[Collection entries]
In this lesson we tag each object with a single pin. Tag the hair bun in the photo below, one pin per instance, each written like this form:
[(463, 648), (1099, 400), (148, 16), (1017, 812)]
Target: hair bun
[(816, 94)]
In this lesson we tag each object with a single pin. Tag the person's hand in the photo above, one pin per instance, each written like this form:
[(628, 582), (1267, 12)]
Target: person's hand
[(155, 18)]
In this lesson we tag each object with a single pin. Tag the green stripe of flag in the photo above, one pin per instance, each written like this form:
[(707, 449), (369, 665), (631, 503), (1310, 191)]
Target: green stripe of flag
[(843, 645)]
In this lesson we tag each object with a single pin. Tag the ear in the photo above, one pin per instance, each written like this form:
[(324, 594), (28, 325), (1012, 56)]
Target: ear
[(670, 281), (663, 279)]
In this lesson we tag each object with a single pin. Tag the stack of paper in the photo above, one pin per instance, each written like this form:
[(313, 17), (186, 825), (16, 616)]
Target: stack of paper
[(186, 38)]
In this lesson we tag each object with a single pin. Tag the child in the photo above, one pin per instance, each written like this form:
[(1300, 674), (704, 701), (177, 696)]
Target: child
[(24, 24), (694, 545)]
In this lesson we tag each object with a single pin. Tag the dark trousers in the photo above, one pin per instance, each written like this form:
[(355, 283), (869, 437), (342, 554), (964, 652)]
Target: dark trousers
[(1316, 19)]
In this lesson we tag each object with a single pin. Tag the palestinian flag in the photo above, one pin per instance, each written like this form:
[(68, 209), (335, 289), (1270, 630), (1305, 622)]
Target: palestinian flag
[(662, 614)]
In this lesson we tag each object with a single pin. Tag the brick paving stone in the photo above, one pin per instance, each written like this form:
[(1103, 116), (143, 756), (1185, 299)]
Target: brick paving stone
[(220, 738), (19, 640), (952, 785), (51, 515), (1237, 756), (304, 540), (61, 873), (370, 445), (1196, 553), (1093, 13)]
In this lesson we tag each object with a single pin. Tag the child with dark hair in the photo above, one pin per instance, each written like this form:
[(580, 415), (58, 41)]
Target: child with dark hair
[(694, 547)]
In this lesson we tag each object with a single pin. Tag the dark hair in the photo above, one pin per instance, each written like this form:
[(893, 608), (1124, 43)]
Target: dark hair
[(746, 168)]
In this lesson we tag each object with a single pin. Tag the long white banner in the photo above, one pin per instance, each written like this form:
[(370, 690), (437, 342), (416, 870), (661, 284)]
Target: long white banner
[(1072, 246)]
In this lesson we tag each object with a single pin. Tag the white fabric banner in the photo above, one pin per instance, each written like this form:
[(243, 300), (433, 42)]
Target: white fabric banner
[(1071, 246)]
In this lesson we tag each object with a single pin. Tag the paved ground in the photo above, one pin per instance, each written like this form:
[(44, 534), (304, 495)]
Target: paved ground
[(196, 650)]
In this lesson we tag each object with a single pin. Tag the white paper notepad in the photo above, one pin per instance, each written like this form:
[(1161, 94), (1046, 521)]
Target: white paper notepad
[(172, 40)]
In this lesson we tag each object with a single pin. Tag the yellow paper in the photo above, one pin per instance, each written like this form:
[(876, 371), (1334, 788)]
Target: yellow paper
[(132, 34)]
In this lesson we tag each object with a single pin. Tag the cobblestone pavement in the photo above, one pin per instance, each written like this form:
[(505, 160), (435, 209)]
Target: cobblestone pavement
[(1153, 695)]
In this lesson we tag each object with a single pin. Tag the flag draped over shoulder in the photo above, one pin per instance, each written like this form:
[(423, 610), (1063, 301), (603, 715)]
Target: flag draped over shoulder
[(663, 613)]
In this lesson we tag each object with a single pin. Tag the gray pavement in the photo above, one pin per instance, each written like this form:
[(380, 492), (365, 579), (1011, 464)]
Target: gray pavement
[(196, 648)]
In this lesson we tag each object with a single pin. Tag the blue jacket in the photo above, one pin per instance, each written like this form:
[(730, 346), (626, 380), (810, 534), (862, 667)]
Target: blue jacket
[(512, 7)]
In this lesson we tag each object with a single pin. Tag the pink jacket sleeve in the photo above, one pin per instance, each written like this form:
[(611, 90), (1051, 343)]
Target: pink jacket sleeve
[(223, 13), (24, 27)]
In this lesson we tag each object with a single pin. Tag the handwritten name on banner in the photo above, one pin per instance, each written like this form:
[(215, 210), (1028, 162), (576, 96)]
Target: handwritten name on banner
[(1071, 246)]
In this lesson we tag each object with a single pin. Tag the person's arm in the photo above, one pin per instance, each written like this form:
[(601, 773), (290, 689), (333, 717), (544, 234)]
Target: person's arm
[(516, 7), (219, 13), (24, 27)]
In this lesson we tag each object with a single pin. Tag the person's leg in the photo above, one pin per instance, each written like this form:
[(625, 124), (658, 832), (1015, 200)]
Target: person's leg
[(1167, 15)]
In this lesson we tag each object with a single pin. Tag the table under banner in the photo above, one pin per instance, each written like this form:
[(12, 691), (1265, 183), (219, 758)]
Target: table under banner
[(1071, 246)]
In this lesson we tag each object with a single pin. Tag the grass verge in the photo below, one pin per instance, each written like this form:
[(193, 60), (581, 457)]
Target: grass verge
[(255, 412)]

TASK PROMPT: Which lines above include "below"? Show each of them by copying it.

FINISHED EXERCISE:
In this lesson we tag each object with a single pin. Tag the hair bun in the photo below, one pin per instance, each written like this form:
In this lesson we tag each object with a single pin. Tag the grass verge in the photo below, one pin per instance, each written like this form:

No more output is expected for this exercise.